Excerpted text:
Coyne argues that religious ideas are ancient and resistant to correction, and he identifies science as the only qualified correction. Giberson rejects Coyne's argument that religious beliefs are a fossilized set of ideas that reluctantly give way to scientific advance. Giberson retorts that religious beliefs change from within religious communities and that scientific advances often refute previously held scientific opinion.
At this point, Giberson's argument gets really interesting -- and really dangerous. "I am happy to concede that science does indeed trump religious truth about the natural world," Giberson writes. "Galileo and Darwin showed this only too clearly, even if it is completely lost on Ken Ham and Al Mohler."
Well count me in as being lost to the assertion that science trumps the Bible "about the natural world" or about anything else. In his original response to Jerry Coyne, Giberson made the argument in more striking words: "Empirical science does indeed trump revealed truth about the world as Galileo and Darwin showed only too clearly." That statement, with its reference to "revealed truth," is even more shocking than the first.
In the economy of a few words, Giberson throws the Bible under the scientific bus. We should be thankful that his argument is so clear, for it puts the case for theistic evolution in its proper light -- as a direct attack upon biblical authority.
There is more to Professor Giberson's argument. 'Theology and biblical studies move forward as well in dramatic and revolutionary ways but New Atheist critics dismiss this progress because it is not acknowledged by lay people on Main Street or in intellectual backwaters like those where Al Mohler and Ken Ham paddle about."

Work order 1:
Reproduce the commentary on Giberson's argument from "Well count me" up to and including "upon biblical authority.".
Work order 2:
Carry on the commentary on Giberson's argument, starting after its final sentence.
The items are separate material and have no connection to the commentary on Giberson's argument.

The data:
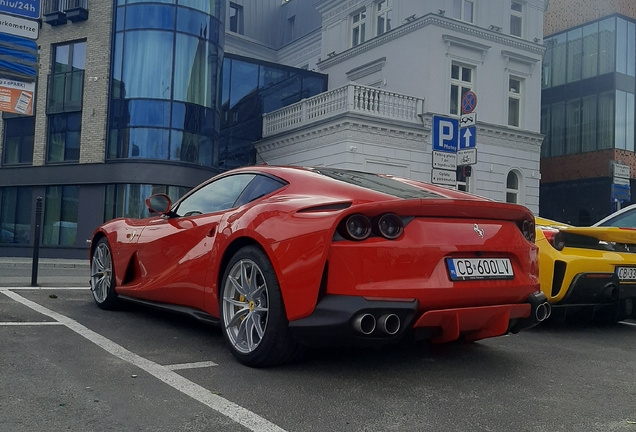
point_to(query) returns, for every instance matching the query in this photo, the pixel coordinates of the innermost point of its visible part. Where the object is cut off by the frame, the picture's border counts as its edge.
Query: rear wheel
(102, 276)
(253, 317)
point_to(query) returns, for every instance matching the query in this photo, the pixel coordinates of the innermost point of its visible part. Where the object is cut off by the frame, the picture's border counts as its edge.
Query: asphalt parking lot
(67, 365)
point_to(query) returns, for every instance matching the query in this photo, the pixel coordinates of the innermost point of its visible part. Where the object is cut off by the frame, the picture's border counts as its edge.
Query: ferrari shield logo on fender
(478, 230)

--

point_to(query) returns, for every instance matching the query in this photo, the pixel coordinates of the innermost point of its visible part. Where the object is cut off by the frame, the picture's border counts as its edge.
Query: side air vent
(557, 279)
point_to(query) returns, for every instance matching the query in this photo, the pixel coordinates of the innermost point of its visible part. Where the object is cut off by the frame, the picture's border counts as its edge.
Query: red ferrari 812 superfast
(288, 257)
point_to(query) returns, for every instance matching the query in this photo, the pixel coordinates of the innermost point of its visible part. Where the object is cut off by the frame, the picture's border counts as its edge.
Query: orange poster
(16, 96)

Task output 1:
Well count me in as being lost to the assertion that science trumps the Bible "about the natural world" or about anything else. In his original response to Jerry Coyne, Giberson made the argument in more striking words: "Empirical science does indeed trump revealed truth about the world as Galileo and Darwin showed only too clearly." That statement, with its reference to "revealed truth," is even more shocking than the first.
In the economy of a few words, Giberson throws the Bible under the scientific bus. We should be thankful that his argument is so clear, for it puts the case for theistic evolution in its proper light -- as a direct attack upon biblical authority.

Task output 2:
And what does this theological "progress" look like? Consider this paragraph:
In 'The God Delusion' [Richard] Dawkins eloquently skewers the tyrannical anthropomorphic deity of the Old Testament—the God that supposedly commanded the Jews to go on genocidal rampages and who occasionally went on his own rampages, flooding the planet or raining fire and brimstone on wicked cities. But who believes in this deity any more, besides those same fundamentalists who think the earth is 10,000 years old? Modern theology has moved past this view of God.
Giberson's theological "progress" is to deny the Bible's truthfulness concerning crucial Old Testament texts. Modern theology rejects any notion that God would flood the planet or rain judgment upon cities, he insists. His summary: "Modern theology has moved past this view of God."
In Giberson's view, anyone who holds to the truthfulness and historical character of these biblical texts is simply intellectually backwards and unsophisticated. I can only wonder if the parents who send their offspring to Eastern Nazarene College have any understanding of what is taught there -- and with such boldness and audacity.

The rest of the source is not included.